◆ What you need to do
Reproduce the data word for word, keeping every line complete.

◆ Material for this task
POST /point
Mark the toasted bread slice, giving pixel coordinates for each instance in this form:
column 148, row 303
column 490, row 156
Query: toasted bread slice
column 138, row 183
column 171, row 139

◆ Answer to this exercise
POST /point
Mark the toasted bread slice, giving pixel coordinates for each instance in this form:
column 148, row 303
column 490, row 156
Query: toasted bread slice
column 138, row 183
column 171, row 139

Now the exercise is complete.